_Latihan Singkat 1:_ Tulis ulang seluruh catatan di bawah ini kata demi kata, tanpa mengubah apa pun.

_Kutipan:_
+--
Soal:
Assalamu ‘alaikum wa rahmatullah wa barakatuhu.
Ucapan selamat untuk Anda syaikhuna dan amiruna dari hati kami.
Rasul saw bersabda: “jika Anak Adam mati maka terputuslah amalnya kecuali tiga: shadaqah jariah, ilmu yang bermanfaat atau anak saleh yang mendoakannya”.
Apakah disyaratkan, shadaqah jariah itu adalah yang dikeluarkan oleh orang yang meninggal itu sebelum wafatnya, atau jika anak-anaknya bersedekah atas ruhnya juga dihitung untuknya?
Semoga Allah menguatkan Anda di atas kebenaran yang Anda tempuh dan merealisasikan melalui kedua tangan Anda apa yang di dalamnya ada kemuliaan umat.
[Ameer Turman]
Jawab:
Wa’alaikumussalam wa rahmatullah wa barakatuhu.
+--
_Data yang Diberikan:_
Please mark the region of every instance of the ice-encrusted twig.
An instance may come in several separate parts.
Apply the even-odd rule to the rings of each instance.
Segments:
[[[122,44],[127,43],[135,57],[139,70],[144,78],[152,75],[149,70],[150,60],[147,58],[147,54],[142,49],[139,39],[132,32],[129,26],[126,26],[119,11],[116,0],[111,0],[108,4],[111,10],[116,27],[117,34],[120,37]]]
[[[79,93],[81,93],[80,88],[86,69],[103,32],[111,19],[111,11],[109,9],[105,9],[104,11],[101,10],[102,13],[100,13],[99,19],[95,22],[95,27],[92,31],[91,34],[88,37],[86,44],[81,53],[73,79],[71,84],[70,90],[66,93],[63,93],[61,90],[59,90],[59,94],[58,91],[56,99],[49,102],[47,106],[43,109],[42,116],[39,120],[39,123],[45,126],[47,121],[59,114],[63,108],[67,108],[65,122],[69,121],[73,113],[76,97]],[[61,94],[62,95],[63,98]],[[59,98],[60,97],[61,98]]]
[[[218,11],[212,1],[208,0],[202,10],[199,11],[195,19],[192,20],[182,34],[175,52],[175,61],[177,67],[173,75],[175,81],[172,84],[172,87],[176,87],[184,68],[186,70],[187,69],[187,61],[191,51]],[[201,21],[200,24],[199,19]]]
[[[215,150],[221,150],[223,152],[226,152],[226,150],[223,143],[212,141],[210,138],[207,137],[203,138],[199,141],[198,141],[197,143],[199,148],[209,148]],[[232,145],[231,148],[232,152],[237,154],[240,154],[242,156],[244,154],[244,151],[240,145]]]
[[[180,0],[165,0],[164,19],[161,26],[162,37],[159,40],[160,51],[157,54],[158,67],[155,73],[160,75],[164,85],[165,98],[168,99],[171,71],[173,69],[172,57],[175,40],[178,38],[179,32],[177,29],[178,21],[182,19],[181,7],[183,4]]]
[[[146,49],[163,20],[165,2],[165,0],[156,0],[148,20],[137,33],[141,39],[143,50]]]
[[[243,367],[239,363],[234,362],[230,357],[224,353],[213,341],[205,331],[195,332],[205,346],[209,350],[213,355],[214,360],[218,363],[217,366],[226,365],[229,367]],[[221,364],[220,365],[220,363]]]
+--
_Latihan Singkat 2:_ Kutip persis bagian dari tanya jawab tentang sedekah jariah di atas, mulai dengan "Apakah disyaratkan, shadaqah" dan berlanjut hingga "juga dihitung untuknya?".

_Jawaban Latihan 1:_
Please mark the region of every instance of the ice-encrusted twig.
An instance may come in several separate parts.
Apply the even-odd rule to the rings of each instance.
Segments:
[[[122,44],[127,43],[135,57],[139,70],[144,78],[152,75],[149,70],[150,60],[147,58],[147,54],[142,49],[139,39],[132,32],[129,26],[126,26],[119,11],[116,0],[111,0],[108,4],[111,10],[116,27],[117,34],[120,37]]]
[[[79,93],[81,93],[80,88],[86,69],[103,32],[111,19],[111,11],[109,9],[105,9],[104,11],[101,10],[102,13],[100,13],[99,19],[95,22],[95,27],[92,31],[91,34],[88,37],[86,44],[81,53],[73,79],[71,84],[70,90],[66,93],[63,93],[61,90],[59,90],[59,94],[58,91],[56,99],[49,102],[47,106],[43,109],[42,116],[39,120],[39,123],[45,126],[47,121],[59,114],[63,108],[67,108],[65,122],[69,121],[73,113],[76,97]],[[61,94],[62,95],[63,98]],[[59,98],[60,97],[61,98]]]
[[[218,11],[212,1],[208,0],[202,10],[199,11],[195,19],[192,20],[182,34],[175,52],[175,61],[177,67],[173,75],[175,81],[172,84],[172,87],[176,87],[184,68],[186,70],[187,69],[187,61],[191,51]],[[201,21],[200,24],[199,19]]]
[[[215,150],[221,150],[223,152],[226,152],[226,150],[223,143],[212,141],[210,138],[207,137],[203,138],[199,141],[198,141],[197,143],[199,148],[209,148]],[[232,145],[231,148],[232,152],[237,154],[240,154],[242,156],[244,154],[244,151],[240,145]]]
[[[180,0],[165,0],[164,19],[161,26],[162,37],[159,40],[160,51],[157,54],[158,67],[155,73],[160,75],[164,85],[165,98],[168,99],[171,71],[173,69],[172,57],[175,40],[178,38],[179,32],[177,29],[178,21],[182,19],[181,7],[183,4]]]
[[[146,49],[163,20],[165,2],[165,0],[156,0],[148,20],[137,33],[141,39],[143,50]]]
[[[243,367],[239,363],[234,362],[230,357],[224,353],[213,341],[205,331],[195,332],[205,346],[209,350],[213,355],[214,360],[218,363],[217,366],[226,365],[229,367]],[[221,364],[220,365],[220,363]]]

_Jawaban Latihan 2:_
Apakah disyaratkan, shadaqah jariah itu adalah yang dikeluarkan oleh orang yang meninggal itu sebelum wafatnya, atau jika anak-anaknya bersedekah atas ruhnya juga dihitung untuknya?